— Material for this task —

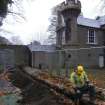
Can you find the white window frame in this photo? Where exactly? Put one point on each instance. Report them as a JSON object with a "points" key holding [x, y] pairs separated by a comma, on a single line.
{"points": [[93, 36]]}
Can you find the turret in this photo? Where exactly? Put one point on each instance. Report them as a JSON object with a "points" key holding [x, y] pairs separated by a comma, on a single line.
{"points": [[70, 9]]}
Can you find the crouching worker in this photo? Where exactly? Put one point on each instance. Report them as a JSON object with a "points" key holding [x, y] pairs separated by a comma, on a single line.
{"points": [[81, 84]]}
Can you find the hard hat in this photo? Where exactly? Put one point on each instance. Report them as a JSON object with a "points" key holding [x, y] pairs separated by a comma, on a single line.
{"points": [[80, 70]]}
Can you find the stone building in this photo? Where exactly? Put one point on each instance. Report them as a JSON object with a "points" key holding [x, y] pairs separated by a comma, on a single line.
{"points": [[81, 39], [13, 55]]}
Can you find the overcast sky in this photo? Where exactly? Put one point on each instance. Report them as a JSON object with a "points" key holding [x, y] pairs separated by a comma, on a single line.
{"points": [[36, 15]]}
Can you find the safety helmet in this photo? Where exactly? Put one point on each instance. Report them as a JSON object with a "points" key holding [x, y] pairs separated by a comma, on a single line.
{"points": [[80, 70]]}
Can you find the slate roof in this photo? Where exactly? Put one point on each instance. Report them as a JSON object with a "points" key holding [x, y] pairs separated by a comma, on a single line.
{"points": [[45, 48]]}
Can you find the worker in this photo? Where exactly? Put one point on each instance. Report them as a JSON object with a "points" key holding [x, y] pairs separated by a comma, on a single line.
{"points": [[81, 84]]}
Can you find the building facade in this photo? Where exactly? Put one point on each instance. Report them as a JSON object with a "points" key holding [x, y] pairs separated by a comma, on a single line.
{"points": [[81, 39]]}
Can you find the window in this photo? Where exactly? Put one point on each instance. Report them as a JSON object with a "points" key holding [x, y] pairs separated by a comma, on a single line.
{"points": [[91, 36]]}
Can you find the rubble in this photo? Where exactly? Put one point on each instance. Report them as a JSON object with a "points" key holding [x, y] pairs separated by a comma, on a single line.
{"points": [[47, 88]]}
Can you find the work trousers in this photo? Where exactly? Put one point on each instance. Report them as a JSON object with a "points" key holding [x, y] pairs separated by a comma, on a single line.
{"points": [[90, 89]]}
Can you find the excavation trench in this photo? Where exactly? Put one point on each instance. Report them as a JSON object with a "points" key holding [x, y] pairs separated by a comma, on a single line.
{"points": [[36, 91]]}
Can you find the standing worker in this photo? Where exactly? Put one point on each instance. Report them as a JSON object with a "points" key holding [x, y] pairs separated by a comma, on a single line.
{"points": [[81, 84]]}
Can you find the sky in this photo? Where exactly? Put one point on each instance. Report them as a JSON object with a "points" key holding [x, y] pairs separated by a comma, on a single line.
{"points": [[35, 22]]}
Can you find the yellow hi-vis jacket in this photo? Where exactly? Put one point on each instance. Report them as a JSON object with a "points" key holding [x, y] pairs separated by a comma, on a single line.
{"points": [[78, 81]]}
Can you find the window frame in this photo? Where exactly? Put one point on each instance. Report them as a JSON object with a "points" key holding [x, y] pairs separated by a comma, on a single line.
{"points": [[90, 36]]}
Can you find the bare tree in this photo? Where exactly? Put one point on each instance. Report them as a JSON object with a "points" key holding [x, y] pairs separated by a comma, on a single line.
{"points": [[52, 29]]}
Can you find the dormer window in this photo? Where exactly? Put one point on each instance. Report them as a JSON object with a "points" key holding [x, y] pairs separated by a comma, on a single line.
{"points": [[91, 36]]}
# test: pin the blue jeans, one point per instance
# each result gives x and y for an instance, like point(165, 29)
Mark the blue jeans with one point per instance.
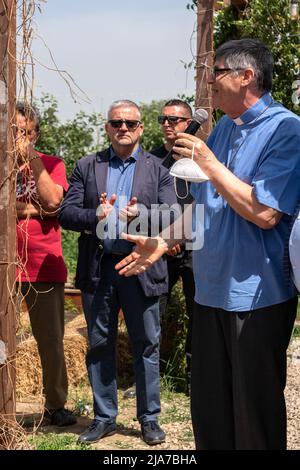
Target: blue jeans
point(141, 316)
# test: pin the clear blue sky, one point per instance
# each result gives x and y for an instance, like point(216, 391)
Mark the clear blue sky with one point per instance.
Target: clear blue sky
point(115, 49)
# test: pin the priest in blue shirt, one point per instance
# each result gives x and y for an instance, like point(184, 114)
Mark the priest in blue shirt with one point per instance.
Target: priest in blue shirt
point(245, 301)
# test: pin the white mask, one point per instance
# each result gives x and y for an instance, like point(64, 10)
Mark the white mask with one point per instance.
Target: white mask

— The problem —
Taking the line with "# test: pin the clear" as the first, copy every line through the end of the entries above exactly, with no others.

— Answer for the task —
# test: pin the clear blue sky, one point per instance
# each result gives x and y for an instance, like point(216, 391)
Mark the clear blue sky with one point per instance.
Target: clear blue sky
point(115, 49)
# test: pin the priest in blue shirt, one point per instance
# each result gives x and y for an instance, like point(184, 114)
Mark the priest in blue shirt with one point per instance.
Target: priest in blue shirt
point(245, 301)
# test: pin the white mask, one point per instance
# each result gives x and y for an instance, like point(64, 10)
Mark the white mask with one point per instance.
Target: white mask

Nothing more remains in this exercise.